▶ **Kutipan untuk Dibaca**
Pitria Jayanti
BAB II
PEMBAHASAN
A.
Zuhud
Secara
harfiah zuhud berarti bertapa di dalam dunia. Sedangkan menurut istilah yaitu
bersiapsiap di dalam hatinya untuk mengerjakan ibadah, melakukan kewajiban
semampunya dan menyingkir dari dunia
yang haram serta menuju kepada Allah baik lahir maupun batin. Makna dan hakikat zuhud banyak
diungkap kan pada Al-Qur’an, Al Hadits dan ucapan para ulama. Misalnya surat
Al-Hadiid ayat 20-23 berikut ini: "Ketahuilah,
bahwa sesungguhnya kehidupan dunia itu hanyalah permainan dan suatu yang melalaikan, perhiasan dan
bermegah-megah antara kamu serta berbangga-bangga tentang banyaknya harta dan anak, seperti hujan yang tanam-tanamannya
mengagumkan para petani; kemudian
tanaman itu menjadi kering dan kamu lihat warnanya kuning kemudian menjadi hancur. Dan di akhirat (nanti)
ada azab yang keras dan ampunan dari Allah serta keridhaan-Nya. Dan kehidupan dunia ini tidak lain hanyalah
kesenangan yang menipu. Berlomba-lombalah
kamu kepada (mendapatkan) ampunan dari Tuhanmu dan surga yang luasnya seluas langit dan bumi, yang
disediakan bagi orang-orang yang beriman kepada Allah dan Rasul-rasul-Nya. Itulah karunia Allah, diberikan-Nya
kepada siapa yang dikehendaki-Nya.
Dan Allah mempunyai karunia yang besar. Tiada suatu bencanapun yang menimpa di bumi dan (tidak pula) pada
dirimu sendiri melainkan telah tertulis dalam kitab (Lauh Mahfuzh) sebelum Kami menciptakannya. Sesungguhnya yang
demikian itu adalah mudah bagi
Allah. (Kami jelaskan yang demikian itu) supaya kamu jangan berduka cita terhadap apa yang luput dari kamu, dan
supaya kamu jangan terlalu gembira terhadap apa yang diberikan-Nya kepadamu. Dan Allah tidak menyukai setiap orang
yang sombong lagi membanggakan
diri."
Ayat
di atas tidak menyebutkan kata zuhud secara langsung, tetapi mengungkapkan
tentang makna & hakikat zuhud.
Ayat ini menerangkan tentang hakikat dunia yang sementara dan hakikat akhirat yang kekal. Kemudian
menganjurkan orang-orang beriman untuk berlomba meraih ampunan dari Allah dan surga-Nya di akhirat.
Imam
Ahmad menafsirkan tentang sifat zuhud yaitu tidak panjang angan-angan dalam kehidupan dunia. Beliau melanjutkan,
orang yang zuhud ialah orang yang bila dia berada di pagi hari dia berkata "Aku khawatir tidak bisa menjumpai
waktu sore hari". Maka dia segera memanfaatkan
waktunya untuk beramal dan beribadah sebaik-baiknya.

▶ **Data yang Diberikan**
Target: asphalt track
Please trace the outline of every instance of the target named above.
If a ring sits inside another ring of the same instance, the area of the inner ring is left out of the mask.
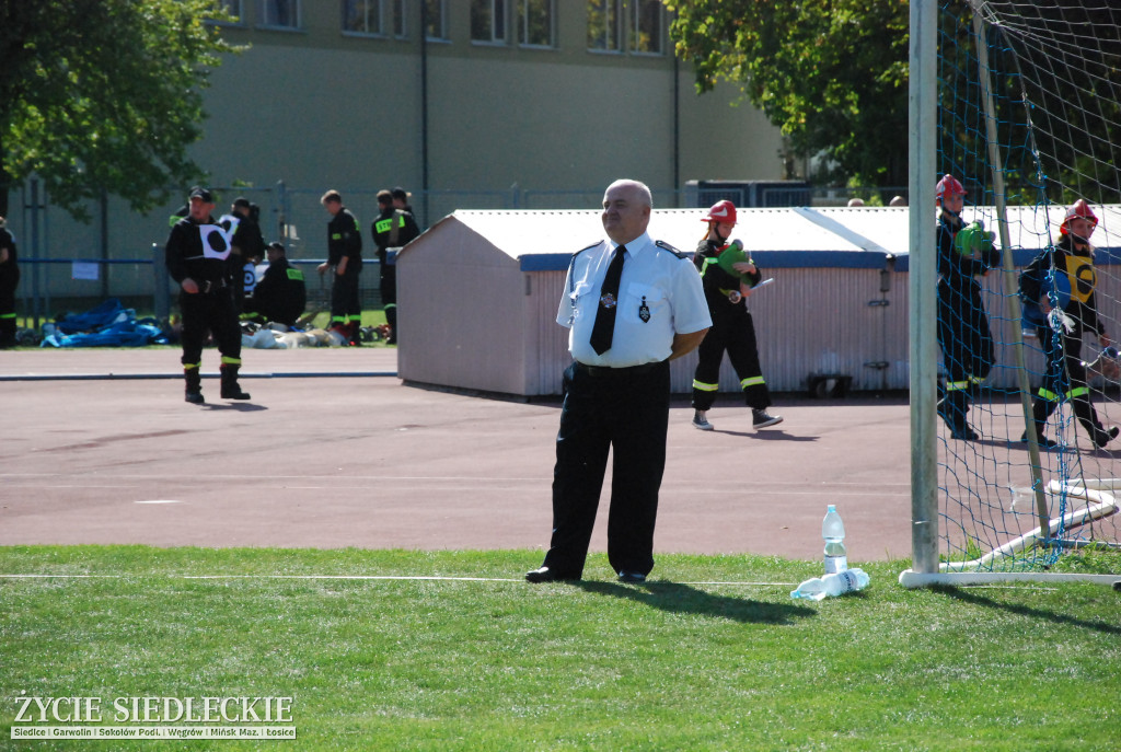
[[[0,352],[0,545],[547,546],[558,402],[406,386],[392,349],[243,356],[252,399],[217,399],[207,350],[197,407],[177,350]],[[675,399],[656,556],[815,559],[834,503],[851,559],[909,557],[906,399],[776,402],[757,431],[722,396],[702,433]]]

--

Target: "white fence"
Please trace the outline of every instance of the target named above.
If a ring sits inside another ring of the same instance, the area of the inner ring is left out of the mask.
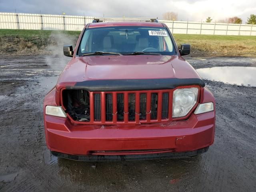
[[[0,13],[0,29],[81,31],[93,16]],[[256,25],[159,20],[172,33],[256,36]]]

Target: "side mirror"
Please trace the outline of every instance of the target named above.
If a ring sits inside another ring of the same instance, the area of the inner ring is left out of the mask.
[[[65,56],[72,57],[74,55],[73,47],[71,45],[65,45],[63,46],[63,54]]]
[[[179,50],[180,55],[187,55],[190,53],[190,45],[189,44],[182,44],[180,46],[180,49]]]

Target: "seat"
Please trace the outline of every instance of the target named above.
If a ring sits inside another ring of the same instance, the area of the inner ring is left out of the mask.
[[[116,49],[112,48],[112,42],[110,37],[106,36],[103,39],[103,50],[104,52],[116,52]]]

--

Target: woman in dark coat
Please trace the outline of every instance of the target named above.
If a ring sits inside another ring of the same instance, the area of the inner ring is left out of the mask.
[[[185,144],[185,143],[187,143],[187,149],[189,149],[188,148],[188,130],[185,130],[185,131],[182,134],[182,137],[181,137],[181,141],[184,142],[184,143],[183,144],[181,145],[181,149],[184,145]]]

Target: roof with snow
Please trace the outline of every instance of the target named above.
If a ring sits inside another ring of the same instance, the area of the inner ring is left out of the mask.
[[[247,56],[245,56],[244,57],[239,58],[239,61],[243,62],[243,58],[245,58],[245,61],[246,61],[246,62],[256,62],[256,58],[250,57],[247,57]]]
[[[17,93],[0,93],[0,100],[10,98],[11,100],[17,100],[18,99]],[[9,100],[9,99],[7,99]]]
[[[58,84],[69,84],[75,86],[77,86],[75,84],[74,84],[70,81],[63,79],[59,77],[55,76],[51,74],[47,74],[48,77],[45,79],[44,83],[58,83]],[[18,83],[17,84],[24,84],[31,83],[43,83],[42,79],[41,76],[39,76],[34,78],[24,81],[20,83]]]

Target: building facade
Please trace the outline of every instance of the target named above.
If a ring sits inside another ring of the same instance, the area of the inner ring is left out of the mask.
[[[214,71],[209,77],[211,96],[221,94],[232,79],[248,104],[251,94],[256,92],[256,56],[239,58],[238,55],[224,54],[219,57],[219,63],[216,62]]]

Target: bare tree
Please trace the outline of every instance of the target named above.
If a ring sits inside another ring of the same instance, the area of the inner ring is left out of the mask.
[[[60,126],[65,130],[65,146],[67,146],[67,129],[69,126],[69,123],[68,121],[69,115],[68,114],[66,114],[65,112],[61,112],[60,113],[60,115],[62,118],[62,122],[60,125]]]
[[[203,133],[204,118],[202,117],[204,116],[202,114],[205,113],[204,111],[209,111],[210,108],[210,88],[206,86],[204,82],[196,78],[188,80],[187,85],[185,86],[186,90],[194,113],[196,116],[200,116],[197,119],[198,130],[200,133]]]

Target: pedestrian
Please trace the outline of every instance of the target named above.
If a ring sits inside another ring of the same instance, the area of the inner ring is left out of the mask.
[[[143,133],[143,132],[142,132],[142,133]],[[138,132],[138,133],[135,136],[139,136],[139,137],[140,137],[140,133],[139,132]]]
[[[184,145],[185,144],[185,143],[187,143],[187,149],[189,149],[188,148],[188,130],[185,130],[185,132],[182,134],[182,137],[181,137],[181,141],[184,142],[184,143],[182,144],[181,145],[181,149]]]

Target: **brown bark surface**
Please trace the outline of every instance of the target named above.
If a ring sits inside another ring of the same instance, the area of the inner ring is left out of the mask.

▶ **Yang Harus Dikerjakan**
1 – Menurut kutipan tentang zuhud, bagaimana Imam Ahmad menafsirkan sifat zuhud?
2 – Tuliskan kembali bagian kutipan tentang zuhud yang dimulai dengan "Ayat ini menerangkan" dan berlanjut hingga "surga-Nya di akhirat.".
Jawablah hanya berdasarkan kutipan tentang zuhud.

▶ **Jawaban**
1 – Imam Ahmad menafsirkan sifat zuhud sebagai tidak panjang angan-angan dalam kehidupan dunia.

2 –
Ayat ini menerangkan tentang hakikat dunia yang sementara dan hakikat akhirat yang kekal. Kemudian
menganjurkan orang-orang beriman untuk berlomba meraih ampunan dari Allah dan surga-Nya di akhirat.